- **Stated problem**: Copy out each line below that contains the string "cloud". The match is case-sensitive.

# start of Supplied records

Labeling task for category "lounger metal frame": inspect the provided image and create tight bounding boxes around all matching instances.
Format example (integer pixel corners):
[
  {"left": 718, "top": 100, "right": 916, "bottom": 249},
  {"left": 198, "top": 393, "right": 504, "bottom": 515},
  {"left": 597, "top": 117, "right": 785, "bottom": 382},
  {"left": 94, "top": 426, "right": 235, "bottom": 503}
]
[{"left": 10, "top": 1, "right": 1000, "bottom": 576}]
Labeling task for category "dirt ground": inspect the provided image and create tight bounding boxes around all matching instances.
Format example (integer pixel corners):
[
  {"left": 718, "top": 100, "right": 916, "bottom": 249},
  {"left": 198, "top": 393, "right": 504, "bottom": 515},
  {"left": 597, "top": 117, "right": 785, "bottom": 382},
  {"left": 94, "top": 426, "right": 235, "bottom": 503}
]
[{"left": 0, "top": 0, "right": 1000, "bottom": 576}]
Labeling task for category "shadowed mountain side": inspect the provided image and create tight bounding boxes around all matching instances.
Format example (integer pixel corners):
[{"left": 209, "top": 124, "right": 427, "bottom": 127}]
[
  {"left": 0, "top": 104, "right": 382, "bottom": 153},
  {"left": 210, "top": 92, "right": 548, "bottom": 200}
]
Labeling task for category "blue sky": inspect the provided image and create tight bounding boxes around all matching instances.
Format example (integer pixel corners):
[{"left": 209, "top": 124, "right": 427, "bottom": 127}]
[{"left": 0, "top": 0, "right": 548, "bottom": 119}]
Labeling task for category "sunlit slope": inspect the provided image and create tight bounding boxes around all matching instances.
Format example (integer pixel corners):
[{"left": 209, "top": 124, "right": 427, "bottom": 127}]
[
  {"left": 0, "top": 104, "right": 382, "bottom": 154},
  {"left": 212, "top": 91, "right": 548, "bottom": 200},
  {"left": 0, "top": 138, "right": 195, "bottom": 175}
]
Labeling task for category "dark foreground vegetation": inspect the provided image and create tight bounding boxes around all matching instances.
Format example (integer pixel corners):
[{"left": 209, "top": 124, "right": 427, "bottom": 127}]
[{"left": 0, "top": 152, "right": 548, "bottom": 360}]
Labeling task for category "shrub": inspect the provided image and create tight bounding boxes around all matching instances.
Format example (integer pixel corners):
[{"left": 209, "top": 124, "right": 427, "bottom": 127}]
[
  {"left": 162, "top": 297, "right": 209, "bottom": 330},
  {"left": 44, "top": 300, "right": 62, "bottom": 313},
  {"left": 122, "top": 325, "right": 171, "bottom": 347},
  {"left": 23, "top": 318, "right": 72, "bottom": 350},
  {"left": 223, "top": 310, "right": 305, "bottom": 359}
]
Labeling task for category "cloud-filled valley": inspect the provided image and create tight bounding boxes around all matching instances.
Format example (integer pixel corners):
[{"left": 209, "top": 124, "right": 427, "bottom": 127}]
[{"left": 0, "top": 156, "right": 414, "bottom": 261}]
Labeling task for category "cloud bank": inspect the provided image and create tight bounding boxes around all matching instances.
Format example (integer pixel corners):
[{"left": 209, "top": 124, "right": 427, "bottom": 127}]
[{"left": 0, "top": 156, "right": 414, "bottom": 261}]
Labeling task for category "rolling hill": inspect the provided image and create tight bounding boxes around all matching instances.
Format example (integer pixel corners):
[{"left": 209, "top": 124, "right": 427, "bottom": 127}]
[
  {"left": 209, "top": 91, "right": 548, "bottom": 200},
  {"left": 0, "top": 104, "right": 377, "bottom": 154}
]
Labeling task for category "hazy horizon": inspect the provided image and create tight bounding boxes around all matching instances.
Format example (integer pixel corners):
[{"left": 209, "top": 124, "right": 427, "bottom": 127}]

# end of Supplied records

- **Solution below**:
Labeling task for category "cloud-filled valley": inspect the provided image and create tight bounding boxes around all matching instances.
Labeling task for category "cloud bank": inspect the provided image and create tight bounding boxes around all matching instances.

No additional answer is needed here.